*Direction*. Extract the records in full, leaving every picture out.

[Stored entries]
◇ ◇ ◇ ◇ ◇ ◇ ◇
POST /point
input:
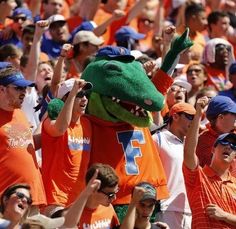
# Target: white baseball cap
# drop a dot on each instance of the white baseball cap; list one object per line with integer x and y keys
{"x": 87, "y": 36}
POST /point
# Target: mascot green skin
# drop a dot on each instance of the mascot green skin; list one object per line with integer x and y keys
{"x": 119, "y": 111}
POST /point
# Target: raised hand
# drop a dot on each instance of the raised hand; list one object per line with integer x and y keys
{"x": 94, "y": 184}
{"x": 66, "y": 50}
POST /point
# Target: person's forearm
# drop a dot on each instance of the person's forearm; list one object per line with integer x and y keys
{"x": 57, "y": 75}
{"x": 64, "y": 118}
{"x": 75, "y": 211}
{"x": 230, "y": 218}
{"x": 129, "y": 220}
{"x": 159, "y": 19}
{"x": 190, "y": 144}
{"x": 33, "y": 61}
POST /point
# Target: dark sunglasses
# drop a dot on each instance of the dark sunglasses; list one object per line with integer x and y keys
{"x": 21, "y": 196}
{"x": 16, "y": 19}
{"x": 225, "y": 143}
{"x": 18, "y": 88}
{"x": 110, "y": 195}
{"x": 190, "y": 71}
{"x": 188, "y": 116}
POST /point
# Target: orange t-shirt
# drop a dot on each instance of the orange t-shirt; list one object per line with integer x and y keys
{"x": 17, "y": 155}
{"x": 129, "y": 150}
{"x": 64, "y": 163}
{"x": 204, "y": 187}
{"x": 99, "y": 218}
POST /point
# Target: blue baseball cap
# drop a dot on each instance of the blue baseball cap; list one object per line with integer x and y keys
{"x": 150, "y": 191}
{"x": 232, "y": 68}
{"x": 127, "y": 32}
{"x": 15, "y": 78}
{"x": 24, "y": 11}
{"x": 225, "y": 136}
{"x": 114, "y": 52}
{"x": 85, "y": 25}
{"x": 219, "y": 105}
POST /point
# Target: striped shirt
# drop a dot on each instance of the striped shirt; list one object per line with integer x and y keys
{"x": 205, "y": 187}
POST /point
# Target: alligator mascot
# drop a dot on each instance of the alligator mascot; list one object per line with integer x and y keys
{"x": 119, "y": 110}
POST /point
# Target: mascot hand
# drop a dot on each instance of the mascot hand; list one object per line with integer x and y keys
{"x": 179, "y": 45}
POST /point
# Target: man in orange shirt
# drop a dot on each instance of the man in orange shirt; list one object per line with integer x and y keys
{"x": 213, "y": 185}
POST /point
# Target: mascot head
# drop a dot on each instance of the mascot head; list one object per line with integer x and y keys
{"x": 122, "y": 92}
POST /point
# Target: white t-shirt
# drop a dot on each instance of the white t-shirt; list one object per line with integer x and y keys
{"x": 171, "y": 152}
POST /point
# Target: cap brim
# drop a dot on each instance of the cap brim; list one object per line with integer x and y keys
{"x": 47, "y": 222}
{"x": 23, "y": 83}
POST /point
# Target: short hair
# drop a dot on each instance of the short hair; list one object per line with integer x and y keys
{"x": 106, "y": 174}
{"x": 9, "y": 191}
{"x": 214, "y": 17}
{"x": 193, "y": 9}
{"x": 9, "y": 70}
{"x": 29, "y": 29}
{"x": 8, "y": 50}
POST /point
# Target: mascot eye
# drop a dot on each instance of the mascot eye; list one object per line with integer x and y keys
{"x": 112, "y": 66}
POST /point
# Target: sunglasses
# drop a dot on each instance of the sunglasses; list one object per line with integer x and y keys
{"x": 16, "y": 19}
{"x": 225, "y": 143}
{"x": 190, "y": 71}
{"x": 110, "y": 195}
{"x": 21, "y": 196}
{"x": 188, "y": 116}
{"x": 177, "y": 88}
{"x": 18, "y": 88}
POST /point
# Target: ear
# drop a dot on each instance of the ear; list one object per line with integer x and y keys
{"x": 175, "y": 116}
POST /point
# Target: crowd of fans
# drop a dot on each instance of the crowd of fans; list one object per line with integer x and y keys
{"x": 46, "y": 180}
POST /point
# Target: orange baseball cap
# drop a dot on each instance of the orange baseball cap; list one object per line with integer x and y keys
{"x": 183, "y": 107}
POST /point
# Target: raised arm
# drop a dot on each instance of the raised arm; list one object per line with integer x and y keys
{"x": 59, "y": 126}
{"x": 32, "y": 65}
{"x": 75, "y": 211}
{"x": 190, "y": 157}
{"x": 215, "y": 212}
{"x": 135, "y": 10}
{"x": 116, "y": 15}
{"x": 58, "y": 70}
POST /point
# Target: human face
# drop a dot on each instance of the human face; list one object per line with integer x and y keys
{"x": 221, "y": 27}
{"x": 201, "y": 21}
{"x": 53, "y": 7}
{"x": 14, "y": 96}
{"x": 59, "y": 31}
{"x": 44, "y": 76}
{"x": 107, "y": 195}
{"x": 80, "y": 105}
{"x": 117, "y": 4}
{"x": 27, "y": 41}
{"x": 222, "y": 55}
{"x": 196, "y": 76}
{"x": 183, "y": 121}
{"x": 225, "y": 151}
{"x": 145, "y": 209}
{"x": 17, "y": 204}
{"x": 9, "y": 6}
{"x": 227, "y": 122}
{"x": 175, "y": 95}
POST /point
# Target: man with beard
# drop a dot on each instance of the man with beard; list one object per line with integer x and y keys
◇ ◇ ◇ ◇ ◇ ◇ ◇
*Answer to this problem*.
POST /point
input:
# Target: white baseball cap
# drop a dot on each instance of the white baseball cap; list one object per line with integer x and y keys
{"x": 87, "y": 36}
POST /point
# Target: mascot green skin
# drop a dot on each instance of the mascot green skin; list one object per line with integer x and y keys
{"x": 119, "y": 111}
POST /point
# Target: raised hand
# drop a dot on each instance of the raised hand; list one object per line with integer x and y keys
{"x": 94, "y": 184}
{"x": 66, "y": 50}
POST /point
# Target: person's forearm
# drop a dot on each instance of the person's forearm; list one object per line with integer x and y keys
{"x": 57, "y": 75}
{"x": 64, "y": 118}
{"x": 75, "y": 211}
{"x": 230, "y": 218}
{"x": 129, "y": 220}
{"x": 159, "y": 19}
{"x": 190, "y": 144}
{"x": 33, "y": 61}
POST /point
# Target: dark sunglasses
# drop a dot on each instance of the dark sunglasses; list one object per line with integer x and y keys
{"x": 21, "y": 196}
{"x": 16, "y": 19}
{"x": 225, "y": 143}
{"x": 18, "y": 88}
{"x": 110, "y": 195}
{"x": 190, "y": 71}
{"x": 188, "y": 116}
POST /point
# Target: orange t-shirt
# drop a dot on each instance of the orange t-shirt; list one object per line with integer x and y keys
{"x": 17, "y": 155}
{"x": 129, "y": 150}
{"x": 64, "y": 163}
{"x": 204, "y": 187}
{"x": 99, "y": 218}
POST /point
# Target: blue baseball cap
# drop a dot on each instance of the blue baseball cap; list one object per line with integer x and y keys
{"x": 150, "y": 191}
{"x": 232, "y": 68}
{"x": 127, "y": 32}
{"x": 15, "y": 78}
{"x": 24, "y": 11}
{"x": 225, "y": 136}
{"x": 114, "y": 52}
{"x": 85, "y": 25}
{"x": 219, "y": 105}
POST /point
# Target: striped shirt
# drop a dot on each instance of the striped shirt; list one object per line with integer x and y keys
{"x": 205, "y": 187}
POST /point
# Target: alligator mascot
# drop a dot on each instance of the alligator mascot; list one object per line with integer x and y keys
{"x": 119, "y": 110}
POST /point
# Target: mascot hand
# drop a dot on each instance of the mascot hand; list one object per line with integer x and y keys
{"x": 179, "y": 45}
POST /point
# Target: man in orange shirt
# drop a dot on each instance of the man in orange shirt; list one object per line with integer x and y keys
{"x": 213, "y": 185}
POST /point
# Target: mascot head
# drop a dot on each instance of the mascot head; list one object per line with integer x and y keys
{"x": 122, "y": 92}
POST /point
# Target: white t-shirt
# drop a dot on each instance of the white t-shirt; list one object per line with integer x and y keys
{"x": 171, "y": 152}
POST /point
# Target: cap brim
# drop a dot on each instance of the cap brim; list one object per line with integer x and y keys
{"x": 47, "y": 222}
{"x": 23, "y": 83}
POST /point
# Target: short hair
# drop a dot on each instance of the short hair; list one object per line with integer x and y keys
{"x": 106, "y": 174}
{"x": 9, "y": 191}
{"x": 214, "y": 17}
{"x": 193, "y": 9}
{"x": 9, "y": 70}
{"x": 29, "y": 29}
{"x": 8, "y": 50}
POST /point
# Target: mascot eye
# drop a dot on each instance of the mascot eye; list one object per line with integer x and y keys
{"x": 112, "y": 66}
POST /point
# Target: sunglasses
# drop a dot on each instance of the sunglasses; list one object per line with integer x and y keys
{"x": 16, "y": 19}
{"x": 225, "y": 143}
{"x": 190, "y": 71}
{"x": 110, "y": 195}
{"x": 21, "y": 196}
{"x": 188, "y": 116}
{"x": 177, "y": 88}
{"x": 18, "y": 88}
POST /point
# Target: ear
# drop a dot on each instance of the ear; list one object per line with integer x and y keys
{"x": 175, "y": 116}
POST /point
# Target: crowd of fans
# drop a dot on each instance of the crowd of fans; list one object per line with integer x and y keys
{"x": 46, "y": 180}
POST /point
# Target: orange baseball cap
# drop a dot on each instance of the orange baseball cap; list one object per line with integer x and y keys
{"x": 183, "y": 107}
POST /point
# Target: raised arm
# drop a dot on each instance of the raised arm; list one object per line with integer x and y keys
{"x": 59, "y": 126}
{"x": 32, "y": 65}
{"x": 75, "y": 211}
{"x": 190, "y": 157}
{"x": 215, "y": 212}
{"x": 135, "y": 10}
{"x": 116, "y": 15}
{"x": 58, "y": 70}
POST /point
# Target: human face
# drop a dot on each instance of the human face; list one object per line with integer x and y keys
{"x": 221, "y": 27}
{"x": 201, "y": 21}
{"x": 53, "y": 7}
{"x": 14, "y": 96}
{"x": 59, "y": 31}
{"x": 44, "y": 76}
{"x": 107, "y": 195}
{"x": 80, "y": 105}
{"x": 117, "y": 4}
{"x": 27, "y": 41}
{"x": 222, "y": 55}
{"x": 196, "y": 76}
{"x": 183, "y": 121}
{"x": 225, "y": 151}
{"x": 145, "y": 209}
{"x": 17, "y": 204}
{"x": 9, "y": 6}
{"x": 227, "y": 122}
{"x": 175, "y": 95}
POST /point
# Target: man with beard
# drop a dot on each instance of the man with beard; list one object per line with integer x and y keys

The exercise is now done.